WORK TO BE COMPLETED —
A verbatim copy of the lines starting at the one with "Target: tree foliage" and ending at the last line below is required; include nothing else.
====== AVAILABLE DATA ======
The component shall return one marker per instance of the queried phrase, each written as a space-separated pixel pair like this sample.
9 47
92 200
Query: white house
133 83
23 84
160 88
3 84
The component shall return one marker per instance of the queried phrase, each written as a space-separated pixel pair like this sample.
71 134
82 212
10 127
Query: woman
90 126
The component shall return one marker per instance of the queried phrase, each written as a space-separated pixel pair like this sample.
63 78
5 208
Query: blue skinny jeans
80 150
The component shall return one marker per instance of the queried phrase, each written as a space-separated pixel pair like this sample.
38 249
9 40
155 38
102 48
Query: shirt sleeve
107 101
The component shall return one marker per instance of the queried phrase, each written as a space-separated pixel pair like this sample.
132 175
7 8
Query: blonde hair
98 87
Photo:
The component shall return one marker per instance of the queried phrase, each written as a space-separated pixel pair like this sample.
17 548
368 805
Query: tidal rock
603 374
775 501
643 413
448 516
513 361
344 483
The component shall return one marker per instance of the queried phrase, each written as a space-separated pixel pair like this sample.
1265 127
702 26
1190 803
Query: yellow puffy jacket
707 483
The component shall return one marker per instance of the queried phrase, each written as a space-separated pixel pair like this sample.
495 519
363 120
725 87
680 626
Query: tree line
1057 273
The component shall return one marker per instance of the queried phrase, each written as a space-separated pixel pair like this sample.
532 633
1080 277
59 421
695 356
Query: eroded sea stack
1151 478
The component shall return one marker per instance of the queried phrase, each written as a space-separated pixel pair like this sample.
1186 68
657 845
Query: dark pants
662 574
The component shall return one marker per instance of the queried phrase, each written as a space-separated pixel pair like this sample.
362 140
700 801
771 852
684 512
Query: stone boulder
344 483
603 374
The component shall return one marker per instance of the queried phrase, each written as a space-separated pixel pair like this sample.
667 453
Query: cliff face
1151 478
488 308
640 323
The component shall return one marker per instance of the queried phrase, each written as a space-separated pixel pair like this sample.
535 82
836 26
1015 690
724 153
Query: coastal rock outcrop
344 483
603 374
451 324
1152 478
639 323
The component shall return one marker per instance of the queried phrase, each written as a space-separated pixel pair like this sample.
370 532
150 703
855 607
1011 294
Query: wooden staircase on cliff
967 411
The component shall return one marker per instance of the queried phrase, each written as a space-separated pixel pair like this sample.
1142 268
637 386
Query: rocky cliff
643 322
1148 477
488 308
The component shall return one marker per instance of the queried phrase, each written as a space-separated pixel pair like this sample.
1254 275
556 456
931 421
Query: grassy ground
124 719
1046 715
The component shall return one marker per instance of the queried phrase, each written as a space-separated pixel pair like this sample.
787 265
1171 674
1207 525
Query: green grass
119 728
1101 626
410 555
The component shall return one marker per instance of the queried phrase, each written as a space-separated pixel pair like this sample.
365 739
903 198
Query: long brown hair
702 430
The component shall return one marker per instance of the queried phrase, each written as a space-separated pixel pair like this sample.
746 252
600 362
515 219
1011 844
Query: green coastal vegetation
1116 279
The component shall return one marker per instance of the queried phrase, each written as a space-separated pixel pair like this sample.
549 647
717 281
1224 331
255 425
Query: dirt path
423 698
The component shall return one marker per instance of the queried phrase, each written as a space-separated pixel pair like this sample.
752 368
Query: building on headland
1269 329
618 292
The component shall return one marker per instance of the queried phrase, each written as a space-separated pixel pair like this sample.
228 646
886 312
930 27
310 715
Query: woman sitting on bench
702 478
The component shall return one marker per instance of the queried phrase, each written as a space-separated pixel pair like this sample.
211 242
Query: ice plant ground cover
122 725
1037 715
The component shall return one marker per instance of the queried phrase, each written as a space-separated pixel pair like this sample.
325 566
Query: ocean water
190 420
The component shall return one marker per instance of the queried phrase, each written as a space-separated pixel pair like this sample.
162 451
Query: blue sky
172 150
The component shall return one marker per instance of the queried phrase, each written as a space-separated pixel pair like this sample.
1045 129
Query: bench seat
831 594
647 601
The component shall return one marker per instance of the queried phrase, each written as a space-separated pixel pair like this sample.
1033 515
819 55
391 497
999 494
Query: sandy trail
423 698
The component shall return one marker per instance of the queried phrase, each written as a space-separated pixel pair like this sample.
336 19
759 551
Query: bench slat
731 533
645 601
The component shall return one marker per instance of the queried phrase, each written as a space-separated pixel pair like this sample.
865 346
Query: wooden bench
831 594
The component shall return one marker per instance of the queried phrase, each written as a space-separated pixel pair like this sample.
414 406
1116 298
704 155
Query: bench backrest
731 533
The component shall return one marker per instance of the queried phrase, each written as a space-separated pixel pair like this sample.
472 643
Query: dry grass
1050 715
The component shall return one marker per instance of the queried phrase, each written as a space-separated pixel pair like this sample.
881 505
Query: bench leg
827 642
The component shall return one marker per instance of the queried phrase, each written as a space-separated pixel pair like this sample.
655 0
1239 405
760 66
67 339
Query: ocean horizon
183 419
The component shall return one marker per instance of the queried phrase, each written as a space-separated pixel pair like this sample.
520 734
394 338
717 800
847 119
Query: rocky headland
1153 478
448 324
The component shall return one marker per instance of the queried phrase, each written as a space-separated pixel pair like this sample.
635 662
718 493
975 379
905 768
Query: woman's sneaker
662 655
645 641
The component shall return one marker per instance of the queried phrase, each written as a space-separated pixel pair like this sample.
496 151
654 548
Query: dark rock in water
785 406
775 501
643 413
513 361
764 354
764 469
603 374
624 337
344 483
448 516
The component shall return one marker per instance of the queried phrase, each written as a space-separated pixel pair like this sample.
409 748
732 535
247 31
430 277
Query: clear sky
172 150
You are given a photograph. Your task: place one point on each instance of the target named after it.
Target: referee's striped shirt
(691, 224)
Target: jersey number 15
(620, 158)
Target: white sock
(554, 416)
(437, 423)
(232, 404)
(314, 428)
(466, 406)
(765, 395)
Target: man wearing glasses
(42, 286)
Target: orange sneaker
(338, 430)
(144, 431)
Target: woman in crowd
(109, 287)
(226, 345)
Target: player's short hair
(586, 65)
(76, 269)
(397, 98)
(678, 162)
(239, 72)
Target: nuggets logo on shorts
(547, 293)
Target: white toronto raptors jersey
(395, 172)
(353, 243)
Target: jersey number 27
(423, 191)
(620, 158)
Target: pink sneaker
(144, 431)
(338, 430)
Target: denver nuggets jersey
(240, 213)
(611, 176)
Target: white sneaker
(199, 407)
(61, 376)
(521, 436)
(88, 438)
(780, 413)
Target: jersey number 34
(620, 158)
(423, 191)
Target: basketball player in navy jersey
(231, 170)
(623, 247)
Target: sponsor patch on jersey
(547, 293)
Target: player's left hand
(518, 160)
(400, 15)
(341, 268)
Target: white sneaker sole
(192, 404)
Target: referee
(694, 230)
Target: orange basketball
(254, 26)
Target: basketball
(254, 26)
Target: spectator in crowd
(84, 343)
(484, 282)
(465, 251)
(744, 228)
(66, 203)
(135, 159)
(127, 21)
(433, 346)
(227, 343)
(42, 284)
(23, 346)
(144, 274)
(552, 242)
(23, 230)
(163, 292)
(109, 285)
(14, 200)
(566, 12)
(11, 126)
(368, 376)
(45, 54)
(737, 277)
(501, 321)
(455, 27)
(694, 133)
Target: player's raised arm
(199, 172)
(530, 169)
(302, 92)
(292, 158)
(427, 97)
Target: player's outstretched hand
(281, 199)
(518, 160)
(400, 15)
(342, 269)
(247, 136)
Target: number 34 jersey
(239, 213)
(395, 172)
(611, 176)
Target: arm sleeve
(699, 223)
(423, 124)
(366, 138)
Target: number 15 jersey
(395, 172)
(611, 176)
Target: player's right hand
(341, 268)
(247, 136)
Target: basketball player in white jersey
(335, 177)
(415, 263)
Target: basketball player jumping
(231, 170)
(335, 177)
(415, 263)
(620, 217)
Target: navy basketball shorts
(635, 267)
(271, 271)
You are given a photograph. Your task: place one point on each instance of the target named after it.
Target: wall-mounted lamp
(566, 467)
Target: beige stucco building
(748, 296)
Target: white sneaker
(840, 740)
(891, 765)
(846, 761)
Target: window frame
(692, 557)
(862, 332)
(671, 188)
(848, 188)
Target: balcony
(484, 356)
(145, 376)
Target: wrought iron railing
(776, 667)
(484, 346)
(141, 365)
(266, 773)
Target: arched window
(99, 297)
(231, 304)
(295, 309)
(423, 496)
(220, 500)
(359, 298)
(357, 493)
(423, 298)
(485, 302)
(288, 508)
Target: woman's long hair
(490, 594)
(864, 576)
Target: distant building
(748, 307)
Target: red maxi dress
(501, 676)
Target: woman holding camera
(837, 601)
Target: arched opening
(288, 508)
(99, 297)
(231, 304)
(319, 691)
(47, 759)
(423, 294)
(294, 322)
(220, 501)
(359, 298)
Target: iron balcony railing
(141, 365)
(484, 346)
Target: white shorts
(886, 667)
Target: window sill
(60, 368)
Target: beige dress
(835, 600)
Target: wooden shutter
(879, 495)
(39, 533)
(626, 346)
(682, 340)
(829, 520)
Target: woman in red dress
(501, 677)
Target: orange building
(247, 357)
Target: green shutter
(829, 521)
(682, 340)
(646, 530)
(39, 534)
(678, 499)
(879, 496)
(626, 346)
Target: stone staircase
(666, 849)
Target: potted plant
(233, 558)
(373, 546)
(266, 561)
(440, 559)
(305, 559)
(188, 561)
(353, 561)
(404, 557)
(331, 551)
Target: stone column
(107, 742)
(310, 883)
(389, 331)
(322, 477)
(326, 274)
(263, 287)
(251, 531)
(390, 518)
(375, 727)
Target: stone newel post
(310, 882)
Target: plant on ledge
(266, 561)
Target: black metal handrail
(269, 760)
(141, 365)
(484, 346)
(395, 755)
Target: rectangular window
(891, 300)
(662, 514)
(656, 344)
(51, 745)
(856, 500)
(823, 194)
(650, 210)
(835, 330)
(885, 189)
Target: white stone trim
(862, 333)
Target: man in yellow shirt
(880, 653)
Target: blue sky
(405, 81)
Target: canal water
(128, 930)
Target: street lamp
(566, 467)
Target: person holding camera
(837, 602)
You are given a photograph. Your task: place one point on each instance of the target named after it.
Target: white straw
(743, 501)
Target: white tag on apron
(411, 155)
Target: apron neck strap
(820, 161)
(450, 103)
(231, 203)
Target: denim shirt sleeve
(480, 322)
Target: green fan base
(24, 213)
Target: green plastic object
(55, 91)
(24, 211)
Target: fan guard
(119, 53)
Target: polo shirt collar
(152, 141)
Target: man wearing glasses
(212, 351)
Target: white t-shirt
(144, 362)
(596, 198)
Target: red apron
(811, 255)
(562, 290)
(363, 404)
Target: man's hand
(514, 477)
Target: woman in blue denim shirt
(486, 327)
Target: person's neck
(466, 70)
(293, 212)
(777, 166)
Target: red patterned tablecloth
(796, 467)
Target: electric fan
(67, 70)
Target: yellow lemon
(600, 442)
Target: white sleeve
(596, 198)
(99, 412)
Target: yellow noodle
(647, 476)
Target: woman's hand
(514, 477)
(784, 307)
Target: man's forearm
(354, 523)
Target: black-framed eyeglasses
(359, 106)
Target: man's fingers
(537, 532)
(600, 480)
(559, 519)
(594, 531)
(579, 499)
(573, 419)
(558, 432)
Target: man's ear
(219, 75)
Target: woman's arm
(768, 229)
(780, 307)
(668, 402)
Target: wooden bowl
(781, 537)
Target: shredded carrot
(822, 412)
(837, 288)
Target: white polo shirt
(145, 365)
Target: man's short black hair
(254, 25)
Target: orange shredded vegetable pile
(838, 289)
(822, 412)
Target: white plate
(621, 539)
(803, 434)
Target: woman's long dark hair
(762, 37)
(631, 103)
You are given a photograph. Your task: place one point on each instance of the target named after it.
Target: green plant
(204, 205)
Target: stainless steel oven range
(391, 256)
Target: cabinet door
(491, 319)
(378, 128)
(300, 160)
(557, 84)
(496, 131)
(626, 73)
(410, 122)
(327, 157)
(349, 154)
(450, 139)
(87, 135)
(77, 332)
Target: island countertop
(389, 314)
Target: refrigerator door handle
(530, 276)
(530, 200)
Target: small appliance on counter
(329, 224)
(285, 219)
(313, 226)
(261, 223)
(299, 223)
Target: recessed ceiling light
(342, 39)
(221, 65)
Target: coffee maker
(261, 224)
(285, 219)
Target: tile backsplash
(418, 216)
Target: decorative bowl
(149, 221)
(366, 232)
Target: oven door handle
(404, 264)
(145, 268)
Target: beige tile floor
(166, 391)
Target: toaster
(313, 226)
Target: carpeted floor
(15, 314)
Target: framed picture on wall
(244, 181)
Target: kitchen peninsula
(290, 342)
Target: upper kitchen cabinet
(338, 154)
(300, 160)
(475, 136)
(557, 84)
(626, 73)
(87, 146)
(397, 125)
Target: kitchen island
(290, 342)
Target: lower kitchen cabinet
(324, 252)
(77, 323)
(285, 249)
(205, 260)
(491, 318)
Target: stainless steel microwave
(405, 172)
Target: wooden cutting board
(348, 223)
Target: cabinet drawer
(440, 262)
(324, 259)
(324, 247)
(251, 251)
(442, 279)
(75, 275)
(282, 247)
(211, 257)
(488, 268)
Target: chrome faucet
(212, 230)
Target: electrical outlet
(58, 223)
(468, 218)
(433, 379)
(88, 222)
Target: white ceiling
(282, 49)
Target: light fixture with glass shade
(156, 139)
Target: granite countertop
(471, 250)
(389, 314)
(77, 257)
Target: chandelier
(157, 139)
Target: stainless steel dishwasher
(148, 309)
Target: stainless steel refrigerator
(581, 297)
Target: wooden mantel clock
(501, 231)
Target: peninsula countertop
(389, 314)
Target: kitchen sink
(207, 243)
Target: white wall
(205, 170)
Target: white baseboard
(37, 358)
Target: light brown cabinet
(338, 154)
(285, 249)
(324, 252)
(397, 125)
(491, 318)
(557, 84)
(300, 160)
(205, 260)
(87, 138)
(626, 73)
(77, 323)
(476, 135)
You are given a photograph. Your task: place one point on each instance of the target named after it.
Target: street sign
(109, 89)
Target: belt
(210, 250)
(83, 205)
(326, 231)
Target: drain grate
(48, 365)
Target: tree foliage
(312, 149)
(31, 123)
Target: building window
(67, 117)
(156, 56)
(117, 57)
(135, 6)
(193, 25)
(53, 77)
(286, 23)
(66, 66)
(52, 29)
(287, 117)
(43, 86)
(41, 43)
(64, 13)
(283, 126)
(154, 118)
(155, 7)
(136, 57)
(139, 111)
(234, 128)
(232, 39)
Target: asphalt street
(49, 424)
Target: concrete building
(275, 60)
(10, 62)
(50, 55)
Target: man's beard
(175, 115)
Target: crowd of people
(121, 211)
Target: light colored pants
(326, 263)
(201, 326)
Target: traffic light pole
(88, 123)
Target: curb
======
EXPECTED ANSWER —
Target: tree foliage
(312, 149)
(31, 123)
Target: building window
(67, 117)
(156, 56)
(117, 57)
(135, 6)
(193, 25)
(53, 77)
(286, 23)
(66, 66)
(52, 29)
(287, 117)
(43, 86)
(41, 43)
(64, 13)
(283, 126)
(154, 118)
(155, 7)
(136, 57)
(139, 111)
(234, 128)
(232, 39)
Target: asphalt street
(49, 424)
Target: concrete building
(275, 60)
(10, 62)
(50, 55)
Target: man's beard
(175, 115)
Target: crowd of people
(121, 211)
Target: light colored pants
(326, 263)
(201, 326)
Target: traffic light pole
(88, 123)
Target: curb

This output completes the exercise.